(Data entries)
[Start of section]

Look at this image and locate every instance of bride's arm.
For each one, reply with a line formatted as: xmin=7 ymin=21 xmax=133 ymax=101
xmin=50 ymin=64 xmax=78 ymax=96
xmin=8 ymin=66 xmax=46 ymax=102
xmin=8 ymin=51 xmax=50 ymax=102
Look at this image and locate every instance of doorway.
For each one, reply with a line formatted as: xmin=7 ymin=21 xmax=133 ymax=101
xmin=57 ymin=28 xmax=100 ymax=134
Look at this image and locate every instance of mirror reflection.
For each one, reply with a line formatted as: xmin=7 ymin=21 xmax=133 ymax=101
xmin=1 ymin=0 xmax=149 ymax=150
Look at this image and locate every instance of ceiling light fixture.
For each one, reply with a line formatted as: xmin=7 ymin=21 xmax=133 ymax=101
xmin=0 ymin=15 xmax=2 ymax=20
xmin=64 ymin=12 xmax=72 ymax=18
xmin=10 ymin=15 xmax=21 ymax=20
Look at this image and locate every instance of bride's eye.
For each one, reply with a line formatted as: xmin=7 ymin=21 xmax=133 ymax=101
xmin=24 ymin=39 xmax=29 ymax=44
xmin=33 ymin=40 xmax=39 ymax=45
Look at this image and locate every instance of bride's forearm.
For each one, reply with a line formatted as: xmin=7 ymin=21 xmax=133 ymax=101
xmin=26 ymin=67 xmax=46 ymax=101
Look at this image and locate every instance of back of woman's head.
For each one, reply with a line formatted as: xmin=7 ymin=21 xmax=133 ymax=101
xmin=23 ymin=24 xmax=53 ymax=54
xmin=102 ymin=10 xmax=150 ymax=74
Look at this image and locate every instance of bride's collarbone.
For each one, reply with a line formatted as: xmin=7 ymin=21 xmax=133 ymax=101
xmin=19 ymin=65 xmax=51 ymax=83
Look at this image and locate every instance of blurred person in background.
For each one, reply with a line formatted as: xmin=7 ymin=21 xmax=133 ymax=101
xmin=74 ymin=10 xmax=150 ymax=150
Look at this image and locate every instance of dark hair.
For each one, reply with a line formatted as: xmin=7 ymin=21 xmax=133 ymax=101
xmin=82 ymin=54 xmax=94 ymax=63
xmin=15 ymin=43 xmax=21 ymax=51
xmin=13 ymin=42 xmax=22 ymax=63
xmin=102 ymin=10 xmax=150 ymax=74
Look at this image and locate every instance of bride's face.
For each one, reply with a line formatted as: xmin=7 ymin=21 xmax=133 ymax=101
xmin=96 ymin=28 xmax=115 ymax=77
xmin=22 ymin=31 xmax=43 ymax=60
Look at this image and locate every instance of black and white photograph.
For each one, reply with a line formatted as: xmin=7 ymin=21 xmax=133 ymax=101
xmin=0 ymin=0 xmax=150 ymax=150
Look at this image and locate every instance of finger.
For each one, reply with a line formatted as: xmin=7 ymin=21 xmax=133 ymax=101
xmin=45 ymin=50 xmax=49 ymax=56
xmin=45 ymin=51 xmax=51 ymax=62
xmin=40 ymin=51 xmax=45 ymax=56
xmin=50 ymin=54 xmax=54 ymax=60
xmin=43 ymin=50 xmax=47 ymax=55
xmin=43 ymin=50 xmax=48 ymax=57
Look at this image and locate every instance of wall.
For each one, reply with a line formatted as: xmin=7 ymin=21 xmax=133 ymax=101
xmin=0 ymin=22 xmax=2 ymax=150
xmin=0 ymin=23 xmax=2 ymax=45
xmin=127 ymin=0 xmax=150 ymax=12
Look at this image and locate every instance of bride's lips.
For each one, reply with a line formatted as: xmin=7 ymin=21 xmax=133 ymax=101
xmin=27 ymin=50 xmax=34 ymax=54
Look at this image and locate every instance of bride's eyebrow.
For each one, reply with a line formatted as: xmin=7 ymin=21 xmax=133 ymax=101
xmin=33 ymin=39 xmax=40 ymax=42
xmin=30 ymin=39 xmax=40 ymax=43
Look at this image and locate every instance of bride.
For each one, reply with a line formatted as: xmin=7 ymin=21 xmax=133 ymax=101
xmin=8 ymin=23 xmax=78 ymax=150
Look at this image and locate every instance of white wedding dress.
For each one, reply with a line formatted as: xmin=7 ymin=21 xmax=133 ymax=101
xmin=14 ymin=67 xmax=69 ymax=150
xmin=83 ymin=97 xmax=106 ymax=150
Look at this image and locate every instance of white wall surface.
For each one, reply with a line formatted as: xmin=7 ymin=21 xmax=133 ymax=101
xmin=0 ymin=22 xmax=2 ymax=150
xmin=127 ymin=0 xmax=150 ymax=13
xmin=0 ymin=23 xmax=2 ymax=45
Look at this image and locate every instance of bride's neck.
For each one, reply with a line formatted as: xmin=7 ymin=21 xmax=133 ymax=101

[End of section]

■ **Exercise instructions**:
If a line in the entries above contains "wall", include it in the count, then report only the total.

■ **Solution below**:
2